• READING PASSAGE:
►
Despite CU doctorate, former forward not divided
Boulder, Colo. — Dr. T.J. Pugh, who played college basketball at Kansas University and went on to graduate from the University of Colorado School of Medicine, will have no mixed loyalties today.
“I will not be sitting behind the KU bench wearing a Colorado sweatshirt,” said Pugh, who played for the Jayhawks from 1995 to ’99.
He, his wife, Amy, and 2-year-old son, Charlie, will be sporting Jayhawk apparel.
“I’m proud of what we did. I’m proud of what this team is doing,” Pugh said of the 2007-08 Jayhawks, who take a 20-1 record into today’s 2:30 p.m. (Central time) clash at CU.
Pugh was hoping to witness history in person today.
Had the Jayhawks defeated Kansas State on Wednesday, they today would be trying to tie Pugh’s 1996-97 squad for best start in school annals.
◄
(Records from a data collection)
►
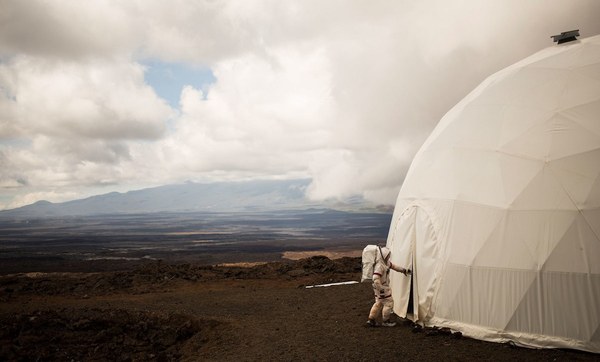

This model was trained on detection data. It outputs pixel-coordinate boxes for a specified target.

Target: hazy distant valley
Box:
[0,180,391,270]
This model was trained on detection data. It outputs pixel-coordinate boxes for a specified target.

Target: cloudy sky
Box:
[0,0,600,209]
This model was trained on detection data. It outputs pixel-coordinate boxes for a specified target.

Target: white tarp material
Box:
[387,36,600,353]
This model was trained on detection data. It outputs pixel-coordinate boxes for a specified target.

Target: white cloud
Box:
[0,0,600,207]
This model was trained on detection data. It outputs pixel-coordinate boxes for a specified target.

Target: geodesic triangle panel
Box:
[387,36,600,353]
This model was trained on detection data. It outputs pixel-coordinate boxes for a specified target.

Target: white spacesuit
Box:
[367,247,410,327]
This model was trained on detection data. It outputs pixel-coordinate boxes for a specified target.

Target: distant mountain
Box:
[0,179,389,218]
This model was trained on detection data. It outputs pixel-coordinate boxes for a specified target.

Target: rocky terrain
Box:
[0,256,598,361]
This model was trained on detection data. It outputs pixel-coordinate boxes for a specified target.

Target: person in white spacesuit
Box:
[367,247,411,327]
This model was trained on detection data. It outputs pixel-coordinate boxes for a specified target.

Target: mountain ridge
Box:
[0,179,390,218]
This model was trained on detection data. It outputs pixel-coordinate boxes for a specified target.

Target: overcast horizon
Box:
[0,0,600,210]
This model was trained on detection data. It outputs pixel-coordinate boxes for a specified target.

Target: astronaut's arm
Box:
[390,263,411,275]
[373,273,385,294]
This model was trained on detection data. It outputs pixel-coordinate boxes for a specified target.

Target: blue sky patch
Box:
[142,60,216,108]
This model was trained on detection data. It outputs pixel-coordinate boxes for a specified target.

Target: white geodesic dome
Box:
[387,36,600,353]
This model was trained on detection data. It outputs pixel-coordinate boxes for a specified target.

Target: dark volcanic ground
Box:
[0,257,599,361]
◄
• EXERCISE AIM:
Write the next part of the article about T.J. Pugh, the former Kansas forward, starting right after its final sentence. This material was taken from a separate source and is unrelated to the article about T.J. Pugh.

• WRITTEN ANSWER:
That team, which boasted future NBA players in Paul Pierce, Raef LaFrentz, Jacque Vaughn, Scot Pollard, Billy Thomas and Ryan Robertson, opened 22-0 en route to a 34-2 season — the only losses at Missouri in overtime in Game 23 and against Arizona in the Sweet 16.
“It actually crossed my mind the other day. I remember it was a big deal when we went 22-0. I went down the schedule and figured when it might happen. I realized it’d be Boulder and I’d be at the game,” Pugh said.
Pugh — who at 6-foot-9 has to be the tallest doctor in Denver (he’s specializing in treating pediatric oncology patients and central nervous system tumors) — said he was rooting for Bill Self’s Jayhawks to eclipse his team’s record.
“I’d be extremely proud,” Pugh said. “I’d wear my Jayhawk tie to work the next day. I’m so impressed with this team. I’ve watched them play when I can. Their discipline, depth, intensity, focus ... it’s been impressive.”
Equally impressed has been Pugh’s KU roommate, Robertson, regional marketing director for The Hartford in suburban St. Louis.
“I’ve probably seen 10 games, 15 games,” Robertson said. “I love watching them. A couple of games I shook my head at how impressive they were.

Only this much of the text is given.